↓
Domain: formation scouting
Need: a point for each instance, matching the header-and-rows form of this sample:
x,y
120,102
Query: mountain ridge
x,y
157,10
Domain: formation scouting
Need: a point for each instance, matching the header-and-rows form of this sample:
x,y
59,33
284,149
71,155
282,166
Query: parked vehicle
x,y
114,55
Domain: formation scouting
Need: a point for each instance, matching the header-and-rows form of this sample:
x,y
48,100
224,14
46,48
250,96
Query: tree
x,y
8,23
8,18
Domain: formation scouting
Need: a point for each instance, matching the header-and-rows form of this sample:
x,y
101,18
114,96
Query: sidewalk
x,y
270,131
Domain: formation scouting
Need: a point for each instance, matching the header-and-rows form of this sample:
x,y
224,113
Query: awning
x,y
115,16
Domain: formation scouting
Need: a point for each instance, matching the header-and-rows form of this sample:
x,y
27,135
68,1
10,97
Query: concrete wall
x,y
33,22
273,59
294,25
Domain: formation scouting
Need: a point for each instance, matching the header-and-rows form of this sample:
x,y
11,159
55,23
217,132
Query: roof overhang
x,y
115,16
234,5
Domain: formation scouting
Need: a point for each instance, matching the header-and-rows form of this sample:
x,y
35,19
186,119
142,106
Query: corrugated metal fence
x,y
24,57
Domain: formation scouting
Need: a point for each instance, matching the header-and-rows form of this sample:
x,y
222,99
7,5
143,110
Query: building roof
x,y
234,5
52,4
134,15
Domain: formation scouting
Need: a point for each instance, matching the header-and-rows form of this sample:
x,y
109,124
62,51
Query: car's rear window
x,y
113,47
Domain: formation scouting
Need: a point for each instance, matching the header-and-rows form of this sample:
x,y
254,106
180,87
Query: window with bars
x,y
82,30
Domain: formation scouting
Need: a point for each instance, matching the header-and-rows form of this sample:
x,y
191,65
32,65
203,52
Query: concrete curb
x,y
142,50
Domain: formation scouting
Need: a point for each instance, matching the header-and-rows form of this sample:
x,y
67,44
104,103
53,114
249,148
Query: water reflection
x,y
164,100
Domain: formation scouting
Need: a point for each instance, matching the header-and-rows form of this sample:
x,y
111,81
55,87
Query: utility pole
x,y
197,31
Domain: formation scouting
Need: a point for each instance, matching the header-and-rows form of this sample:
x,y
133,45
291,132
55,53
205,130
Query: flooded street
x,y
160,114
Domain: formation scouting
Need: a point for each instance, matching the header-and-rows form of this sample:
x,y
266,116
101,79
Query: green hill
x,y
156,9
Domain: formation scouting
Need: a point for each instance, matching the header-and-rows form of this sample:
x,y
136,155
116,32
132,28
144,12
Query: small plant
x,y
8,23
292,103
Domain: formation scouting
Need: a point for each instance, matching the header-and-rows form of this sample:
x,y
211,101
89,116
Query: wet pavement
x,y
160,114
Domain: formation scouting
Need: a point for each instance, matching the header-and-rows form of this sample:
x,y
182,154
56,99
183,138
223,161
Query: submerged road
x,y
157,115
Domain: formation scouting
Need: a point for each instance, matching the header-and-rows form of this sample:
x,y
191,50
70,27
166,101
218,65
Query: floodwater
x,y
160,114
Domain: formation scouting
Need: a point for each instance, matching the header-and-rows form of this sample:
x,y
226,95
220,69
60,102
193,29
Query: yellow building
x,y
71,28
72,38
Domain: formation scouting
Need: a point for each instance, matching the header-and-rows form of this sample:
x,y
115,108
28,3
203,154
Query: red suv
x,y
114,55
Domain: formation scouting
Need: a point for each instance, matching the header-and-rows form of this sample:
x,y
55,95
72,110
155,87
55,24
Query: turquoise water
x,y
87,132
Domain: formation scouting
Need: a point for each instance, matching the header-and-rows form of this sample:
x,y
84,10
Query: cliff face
↑
-- THE REQUEST --
From the records above, extract every line exactly as it stands.

-- THE SOLUTION --
Domain: formation scouting
Need: a point for each instance, matching the header-and-rows form of this sample:
x,y
120,102
Query: mountain ridge
x,y
157,10
Domain: formation scouting
Need: a point for each instance, matching the header-and-rows form of this sample:
x,y
59,33
284,149
71,155
282,166
Query: parked vehicle
x,y
114,55
Domain: formation scouting
Need: a point for each instance, matching the header-and-rows form of this sample:
x,y
48,100
224,14
46,48
250,96
Query: tree
x,y
8,23
8,18
Domain: formation scouting
Need: a point for each instance, matching the header-and-rows form of this sample:
x,y
101,18
114,96
Query: sidewalk
x,y
270,131
Domain: formation scouting
Need: a point for each instance, matching the header-and-rows form of this sample:
x,y
224,113
Query: awning
x,y
115,16
Domain: formation scouting
Need: a point for each instance, matching the header-and-rows form of this sample:
x,y
27,135
68,1
10,97
Query: concrete wall
x,y
33,22
273,59
294,25
Domain: formation scouting
Need: a point for each instance, matching the header-and-rows form of this sample:
x,y
11,159
55,23
217,132
Query: roof overhang
x,y
115,16
234,5
Domain: formation scouting
Need: a point for each instance, matching the header-and-rows form of this sample:
x,y
35,19
186,119
142,106
Query: corrugated metal fence
x,y
24,57
Domain: formation scouting
Need: a point for each instance, matching the header-and-rows form of this sample:
x,y
222,99
7,5
143,110
Query: building roof
x,y
234,5
52,4
134,15
Domain: formation scouting
Need: a point for each instance, matching the header-and-rows form of this sample:
x,y
109,124
62,51
Query: car's rear window
x,y
113,47
Domain: formation scouting
Need: a point for each instance, matching the header-and-rows form of this sample:
x,y
254,106
180,87
Query: window with bars
x,y
82,30
Domain: formation scouting
Need: a point for each instance, matching the header-and-rows form of this sample:
x,y
191,65
32,65
203,52
Query: concrete curb
x,y
142,50
Domain: formation scouting
Need: a point for each instance, matching the header-and-rows form of this sample:
x,y
67,44
104,103
53,114
249,148
Query: water reflection
x,y
164,100
Domain: formation scouting
Need: a point for each instance, matching the header-and-rows form of this sample:
x,y
111,81
55,87
Query: utility pole
x,y
197,31
Domain: formation scouting
Need: a point for each instance, matching the header-and-rows form of this sample:
x,y
133,45
291,132
55,53
205,130
Query: flooded street
x,y
160,114
Domain: formation scouting
Need: a point for each instance, matching the header-and-rows form of this sample:
x,y
266,116
101,79
Query: green hill
x,y
156,9
Domain: formation scouting
Need: a point for each instance, matching the header-and-rows form of this sample:
x,y
136,155
116,32
132,28
144,12
Query: small plant
x,y
8,23
292,103
Domain: formation scouting
Need: a point for each instance, matching the header-and-rows form of this sample:
x,y
211,101
89,116
Query: wet pavement
x,y
160,114
Domain: formation scouting
Need: a point for each instance, matching the header-and-rows form of this sample:
x,y
182,154
56,99
183,138
223,161
Query: submerged road
x,y
157,115
Domain: formation scouting
Need: a point for each instance, matching the header-and-rows form of this sample:
x,y
191,50
70,27
166,101
218,65
Query: floodwater
x,y
160,114
Domain: formation scouting
Need: a point for each instance, matching the header-and-rows form of this sample:
x,y
226,95
220,69
60,102
193,29
Query: yellow building
x,y
71,28
72,38
Domain: formation scouting
Need: a point for each instance, matching the header-and-rows form of this sample:
x,y
115,108
28,3
203,154
Query: red suv
x,y
114,55
Domain: formation scouting
Need: a point for each instance, matching the header-and-rows form of this sample:
x,y
55,95
72,110
155,87
55,24
Query: turquoise water
x,y
87,132
Domain: formation scouting
Need: a point for each instance, matching the header-and-rows form of this sample:
x,y
84,10
Query: cliff face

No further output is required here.